Excerpt from a dataset:
• • •

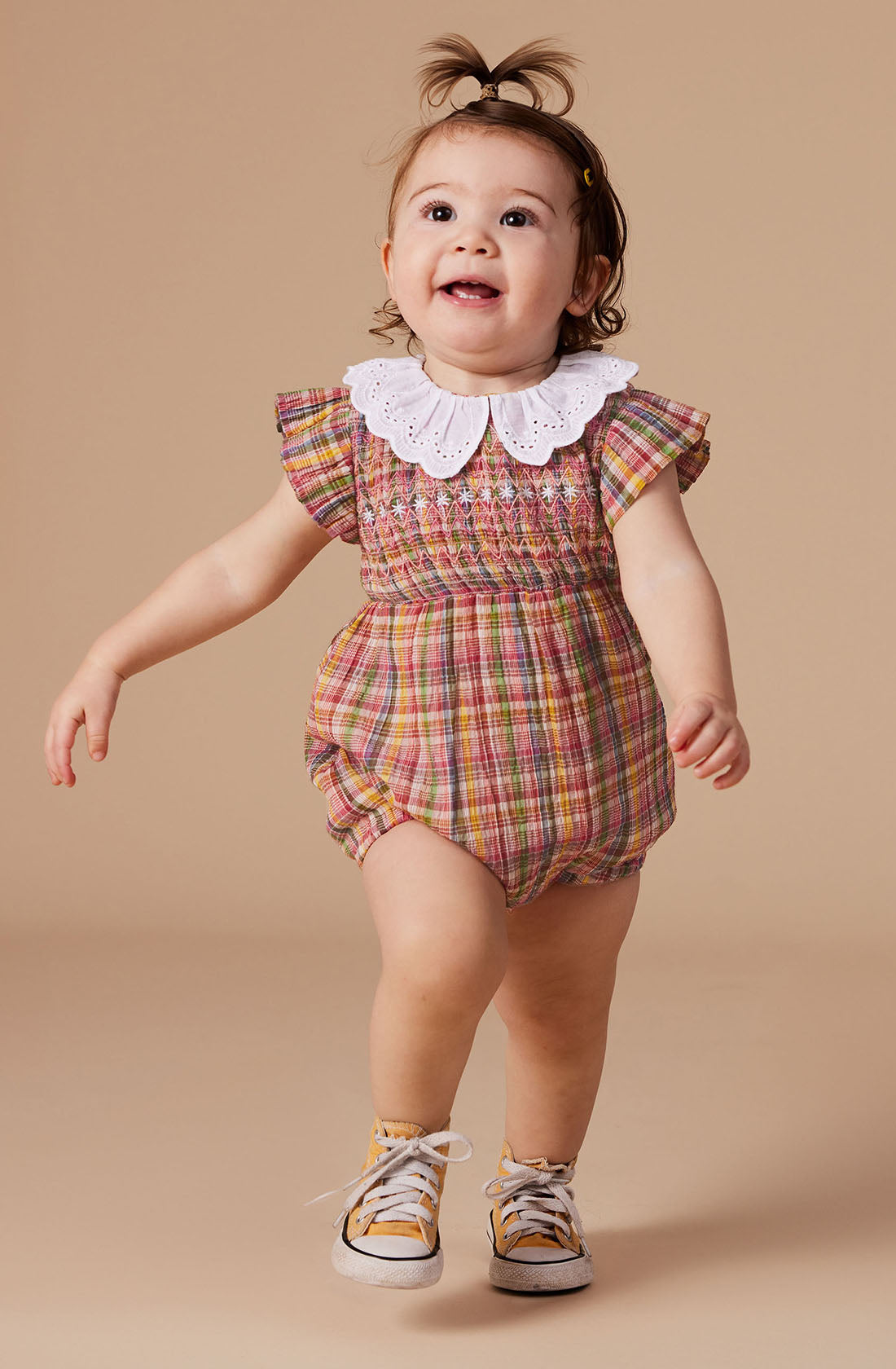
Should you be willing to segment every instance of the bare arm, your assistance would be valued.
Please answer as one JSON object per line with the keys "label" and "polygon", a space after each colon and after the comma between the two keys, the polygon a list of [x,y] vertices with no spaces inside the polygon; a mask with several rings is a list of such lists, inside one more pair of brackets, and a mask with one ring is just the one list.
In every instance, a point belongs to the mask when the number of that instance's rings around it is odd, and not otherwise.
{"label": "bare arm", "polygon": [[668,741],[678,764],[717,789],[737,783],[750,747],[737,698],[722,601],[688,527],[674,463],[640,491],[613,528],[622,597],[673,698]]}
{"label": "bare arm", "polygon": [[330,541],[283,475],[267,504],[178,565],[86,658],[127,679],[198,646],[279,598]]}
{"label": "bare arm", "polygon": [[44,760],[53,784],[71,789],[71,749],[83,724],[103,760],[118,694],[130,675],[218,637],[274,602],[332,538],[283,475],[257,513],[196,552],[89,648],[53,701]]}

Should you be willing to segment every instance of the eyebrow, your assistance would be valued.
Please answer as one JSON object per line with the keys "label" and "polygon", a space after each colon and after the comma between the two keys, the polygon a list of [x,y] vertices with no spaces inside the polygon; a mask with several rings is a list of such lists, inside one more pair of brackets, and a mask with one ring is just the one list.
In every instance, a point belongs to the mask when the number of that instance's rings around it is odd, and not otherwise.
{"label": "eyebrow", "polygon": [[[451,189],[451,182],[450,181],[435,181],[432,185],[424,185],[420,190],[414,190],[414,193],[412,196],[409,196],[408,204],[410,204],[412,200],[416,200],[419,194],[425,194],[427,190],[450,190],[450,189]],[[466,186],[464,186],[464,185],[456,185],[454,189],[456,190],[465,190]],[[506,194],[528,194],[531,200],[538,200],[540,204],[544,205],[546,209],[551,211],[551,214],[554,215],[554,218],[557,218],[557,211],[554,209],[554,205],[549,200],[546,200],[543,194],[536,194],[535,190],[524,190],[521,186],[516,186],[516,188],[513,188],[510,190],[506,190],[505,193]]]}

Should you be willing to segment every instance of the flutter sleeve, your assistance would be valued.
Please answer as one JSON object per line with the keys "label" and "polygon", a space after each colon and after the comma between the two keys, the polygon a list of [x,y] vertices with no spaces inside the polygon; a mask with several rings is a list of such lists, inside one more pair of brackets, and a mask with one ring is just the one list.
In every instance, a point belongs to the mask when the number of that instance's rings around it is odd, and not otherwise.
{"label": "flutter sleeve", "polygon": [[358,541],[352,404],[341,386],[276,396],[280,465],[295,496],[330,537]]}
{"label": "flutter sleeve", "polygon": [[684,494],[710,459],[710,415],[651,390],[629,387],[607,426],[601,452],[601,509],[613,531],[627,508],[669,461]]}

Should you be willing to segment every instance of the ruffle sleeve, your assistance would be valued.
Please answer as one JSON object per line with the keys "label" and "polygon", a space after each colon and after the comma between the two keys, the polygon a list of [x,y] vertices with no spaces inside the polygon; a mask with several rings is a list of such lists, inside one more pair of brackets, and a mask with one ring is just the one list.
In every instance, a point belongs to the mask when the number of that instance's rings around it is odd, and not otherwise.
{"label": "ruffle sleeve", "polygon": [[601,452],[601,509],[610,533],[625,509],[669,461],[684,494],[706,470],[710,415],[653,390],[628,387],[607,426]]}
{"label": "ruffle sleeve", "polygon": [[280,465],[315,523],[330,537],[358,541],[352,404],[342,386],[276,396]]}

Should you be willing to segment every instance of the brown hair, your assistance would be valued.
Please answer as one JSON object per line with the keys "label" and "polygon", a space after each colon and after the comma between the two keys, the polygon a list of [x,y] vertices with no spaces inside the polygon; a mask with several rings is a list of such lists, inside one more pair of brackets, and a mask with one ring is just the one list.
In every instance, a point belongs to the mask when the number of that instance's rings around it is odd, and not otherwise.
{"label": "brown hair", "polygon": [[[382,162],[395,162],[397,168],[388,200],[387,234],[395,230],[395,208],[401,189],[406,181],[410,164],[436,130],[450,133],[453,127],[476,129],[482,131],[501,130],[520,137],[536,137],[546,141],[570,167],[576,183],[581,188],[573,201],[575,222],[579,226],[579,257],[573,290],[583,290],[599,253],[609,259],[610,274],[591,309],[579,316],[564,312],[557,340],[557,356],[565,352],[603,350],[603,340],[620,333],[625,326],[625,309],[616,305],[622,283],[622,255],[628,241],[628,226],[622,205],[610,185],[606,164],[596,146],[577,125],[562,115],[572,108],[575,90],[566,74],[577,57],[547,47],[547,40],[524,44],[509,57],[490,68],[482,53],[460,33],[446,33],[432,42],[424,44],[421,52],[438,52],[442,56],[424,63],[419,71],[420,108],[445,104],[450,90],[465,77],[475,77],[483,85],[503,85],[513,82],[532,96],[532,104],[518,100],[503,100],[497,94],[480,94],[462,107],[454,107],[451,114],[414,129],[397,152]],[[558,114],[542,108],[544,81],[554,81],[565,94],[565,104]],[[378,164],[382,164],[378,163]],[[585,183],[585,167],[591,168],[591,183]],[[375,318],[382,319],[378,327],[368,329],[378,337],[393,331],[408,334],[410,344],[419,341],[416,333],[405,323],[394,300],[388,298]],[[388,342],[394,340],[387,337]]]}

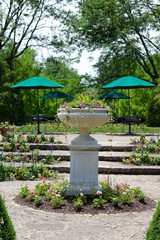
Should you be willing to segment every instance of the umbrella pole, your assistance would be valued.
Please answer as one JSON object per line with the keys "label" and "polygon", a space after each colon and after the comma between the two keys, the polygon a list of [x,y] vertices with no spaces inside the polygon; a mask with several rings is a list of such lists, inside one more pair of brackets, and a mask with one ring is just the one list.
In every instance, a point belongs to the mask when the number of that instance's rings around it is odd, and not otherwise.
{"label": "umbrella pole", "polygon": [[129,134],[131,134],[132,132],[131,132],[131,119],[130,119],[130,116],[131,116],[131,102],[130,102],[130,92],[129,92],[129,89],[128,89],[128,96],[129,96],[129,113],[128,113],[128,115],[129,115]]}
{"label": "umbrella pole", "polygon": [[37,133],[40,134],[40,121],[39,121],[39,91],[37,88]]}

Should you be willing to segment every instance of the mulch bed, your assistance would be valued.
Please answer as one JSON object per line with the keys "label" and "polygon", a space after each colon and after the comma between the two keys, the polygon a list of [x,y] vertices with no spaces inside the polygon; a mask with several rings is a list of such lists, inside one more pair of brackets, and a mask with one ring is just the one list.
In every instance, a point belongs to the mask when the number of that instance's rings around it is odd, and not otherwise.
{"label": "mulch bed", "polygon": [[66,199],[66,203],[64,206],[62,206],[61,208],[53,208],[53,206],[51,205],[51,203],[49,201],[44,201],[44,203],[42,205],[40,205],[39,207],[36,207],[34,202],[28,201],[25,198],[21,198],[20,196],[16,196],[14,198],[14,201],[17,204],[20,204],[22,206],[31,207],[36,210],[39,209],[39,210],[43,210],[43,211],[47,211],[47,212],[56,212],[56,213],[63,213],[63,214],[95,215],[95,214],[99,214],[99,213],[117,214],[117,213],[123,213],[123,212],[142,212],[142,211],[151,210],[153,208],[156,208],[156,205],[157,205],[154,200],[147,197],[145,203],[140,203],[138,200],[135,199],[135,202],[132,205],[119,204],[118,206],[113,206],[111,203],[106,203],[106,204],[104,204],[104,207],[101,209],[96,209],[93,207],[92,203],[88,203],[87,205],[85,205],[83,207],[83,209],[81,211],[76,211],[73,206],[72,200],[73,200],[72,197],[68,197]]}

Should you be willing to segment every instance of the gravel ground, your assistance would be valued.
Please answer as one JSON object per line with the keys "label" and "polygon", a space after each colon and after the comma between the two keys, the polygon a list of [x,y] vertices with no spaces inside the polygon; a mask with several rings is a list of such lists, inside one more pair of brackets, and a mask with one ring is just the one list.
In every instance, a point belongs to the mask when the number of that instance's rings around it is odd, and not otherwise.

• • •

Set task:
Transcribe all of the entries word for word, but skip any pictures they contain.

Solution for this problem:
Should you be willing to segment every instance of the bare arm, your assistance would be valued.
Please answer as one JSON object per line with the keys "label" and "polygon", a space after each colon and after the comma between the two keys, the polygon a list of [x,y] vertices with no spaces inside the polygon; a mask with several rings is a list of such lists, inside one more pair of brackets, and a mask with one ring is just the one list.
In every instance, a point belongs to the mask when the number of that instance's rings around it is odd, and not otherwise.
{"label": "bare arm", "polygon": [[668,741],[678,764],[717,789],[737,783],[750,747],[737,698],[722,601],[688,527],[674,463],[640,491],[613,528],[622,597],[673,698]]}
{"label": "bare arm", "polygon": [[330,541],[283,475],[267,504],[178,565],[86,658],[127,679],[198,646],[279,598]]}
{"label": "bare arm", "polygon": [[44,760],[53,784],[71,789],[71,749],[83,724],[103,760],[118,694],[130,675],[218,637],[274,602],[332,538],[283,475],[257,513],[196,552],[89,648],[53,701]]}

Should you be willing to segment every instance of the eyebrow, your assistance would be valued.
Please answer as one JSON object per line with the keys "label" and "polygon", a space after each colon and after the comma between the two keys, the polygon a list of [x,y] vertices with no spaces inside the polygon; a mask with several rings is a list of such lists, inside one more pair of brackets, and a mask with one ring is just the one list.
In every instance, a point belongs to the mask when the number of that instance's rings around it is odd, and not otherwise.
{"label": "eyebrow", "polygon": [[[451,189],[451,182],[450,181],[435,181],[432,185],[424,185],[420,190],[414,190],[414,193],[412,196],[409,196],[408,204],[410,204],[412,200],[416,200],[419,194],[425,194],[427,190],[450,190],[450,189]],[[466,186],[464,186],[464,185],[456,185],[454,189],[456,190],[465,190]],[[506,194],[528,194],[531,200],[538,200],[540,204],[544,205],[546,209],[551,211],[551,214],[554,215],[554,218],[557,218],[557,211],[554,209],[554,205],[549,200],[546,200],[543,194],[536,194],[535,190],[524,190],[521,186],[516,186],[516,188],[513,188],[510,190],[506,190],[505,193]]]}

Should you be willing to segment every instance of the flutter sleeve, your assistance would be valued.
Please answer as one JSON object per line with the keys "label" and "polygon", a space after each colon and after the comma between the two keys, the polygon a list of [x,y] vertices with no spaces inside the polygon; a mask with several rings is a list of such lists, inside one more pair of brackets, and a mask with one ring is just the one list.
In every instance, a point belongs to the mask when the number of that instance's rings around it is odd, and not otherwise.
{"label": "flutter sleeve", "polygon": [[358,541],[352,404],[341,386],[276,396],[280,465],[295,496],[330,537]]}
{"label": "flutter sleeve", "polygon": [[684,494],[710,459],[710,415],[651,390],[629,387],[607,426],[601,452],[601,509],[613,531],[627,508],[669,461]]}

Should you be willing to segment every instance of the ruffle sleeve, your assistance would be valued.
Please answer as one JSON object per line with the keys "label" and "polygon", a space after each colon and after the comma between the two keys, the polygon a list of [x,y] vertices with no spaces inside the polygon; a mask with several rings is a list of such lists, inside one more pair of brackets, and a mask with one ring is just the one list.
In every instance, a point belongs to the mask when the number of that instance's rings around it is odd, and not otherwise.
{"label": "ruffle sleeve", "polygon": [[601,452],[601,509],[610,533],[625,509],[669,461],[684,494],[706,470],[710,415],[653,390],[628,387],[607,426]]}
{"label": "ruffle sleeve", "polygon": [[280,465],[315,523],[330,537],[358,541],[352,404],[342,386],[276,396]]}

Should you be willing to segment every instance of the brown hair, your assistance would be valued.
Please answer as one JSON object per line with the keys "label" and "polygon", a space after each colon and after the comma between the two keys, the polygon a list of [x,y] vertices with no spaces inside the polygon; a mask with several rings is a list of such lists, inside one more pair of brackets, and a mask with one ring is just the one list.
In every instance, a point belongs to the mask when the number of that instance's rings around it is odd, and not otherwise.
{"label": "brown hair", "polygon": [[[382,162],[395,162],[397,168],[388,200],[387,234],[395,230],[395,208],[401,189],[406,181],[410,164],[436,130],[450,133],[453,127],[476,129],[482,131],[501,130],[520,137],[536,137],[546,141],[570,167],[576,183],[581,188],[573,201],[575,222],[579,226],[579,257],[573,290],[583,290],[599,253],[609,259],[610,274],[591,309],[579,316],[564,312],[557,340],[557,356],[565,352],[603,350],[603,340],[620,333],[625,326],[625,309],[616,305],[622,283],[622,255],[628,241],[628,226],[622,205],[610,185],[606,164],[596,146],[577,125],[562,115],[572,108],[575,90],[566,74],[577,57],[547,47],[547,40],[524,44],[509,57],[490,68],[482,53],[460,33],[446,33],[432,42],[424,44],[421,52],[438,52],[442,56],[424,63],[419,71],[420,108],[445,104],[450,90],[465,77],[475,77],[483,85],[503,85],[513,82],[532,96],[532,104],[518,100],[503,100],[497,94],[480,94],[462,107],[454,107],[451,114],[414,129],[397,152]],[[558,114],[542,108],[544,81],[554,81],[565,94],[565,104]],[[378,164],[382,164],[378,163]],[[585,183],[585,167],[591,168],[591,183]],[[375,318],[382,319],[378,327],[368,329],[378,337],[393,331],[408,334],[410,344],[419,341],[416,333],[405,323],[394,300],[388,298]],[[388,342],[394,340],[387,337]]]}

Should you be willing to segment every instance of the umbrella pole, your assistance would be valued.
Please answer as one JSON object per line with the keys "label" and "polygon", a space after each colon and after the comma between the two keys, the polygon a list of [x,y] vertices with no spaces inside the polygon; a mask with several rings is a list of such lists, inside one more pair of brackets, and a mask with one ring is just the one list.
In every instance, a point belongs to the mask when the number of that instance's rings around it is odd, and not otherwise.
{"label": "umbrella pole", "polygon": [[129,134],[131,134],[132,132],[131,132],[131,119],[130,119],[130,116],[131,116],[131,102],[130,102],[130,92],[129,92],[129,89],[128,89],[128,96],[129,96],[129,113],[128,113],[128,115],[129,115]]}
{"label": "umbrella pole", "polygon": [[37,133],[40,134],[40,121],[39,121],[39,91],[37,88]]}

Should you be willing to segment every instance of the mulch bed, your assistance would be valued.
Please answer as one JSON object per line with the keys "label" and "polygon", a space after each colon and after the comma between the two keys, the polygon a list of [x,y] vertices with no spaces inside the polygon; a mask with several rings is a list of such lists, inside one more pair of brackets, and a mask with one ring is just the one list.
In every instance, a point belongs to the mask when the number of that instance's rings around it is odd, and not otherwise.
{"label": "mulch bed", "polygon": [[66,199],[66,203],[64,206],[62,206],[61,208],[53,208],[53,206],[51,205],[51,203],[49,201],[44,201],[44,203],[42,205],[40,205],[39,207],[36,207],[34,202],[28,201],[25,198],[21,198],[20,196],[16,196],[14,198],[14,201],[17,204],[20,204],[22,206],[31,207],[36,210],[39,209],[39,210],[43,210],[43,211],[47,211],[47,212],[56,212],[56,213],[63,213],[63,214],[95,215],[95,214],[99,214],[99,213],[117,214],[117,213],[123,213],[123,212],[142,212],[142,211],[151,210],[153,208],[156,208],[156,205],[157,205],[154,200],[147,197],[145,203],[140,203],[138,200],[135,199],[135,202],[132,205],[119,204],[118,206],[113,206],[111,203],[106,203],[106,204],[104,204],[104,207],[101,209],[96,209],[93,207],[92,203],[88,203],[87,205],[85,205],[83,207],[83,209],[81,211],[76,211],[73,206],[72,200],[73,200],[72,197],[68,197]]}

Should you be willing to segment every instance of the gravel ground, your assistance would be valued.
Please answer as one JSON object per line with the keys "label" and "polygon", a space after each colon and after the comma between the two keys, the polygon a list of [x,y] vertices with no spaces inside the polygon; a mask with several rings is a list of such lists, inside one more pair of brackets, and a mask with one ring is just the one list.
In every instance, a point belongs to the mask when the number of that instance's rings around it is odd, and not otherwise.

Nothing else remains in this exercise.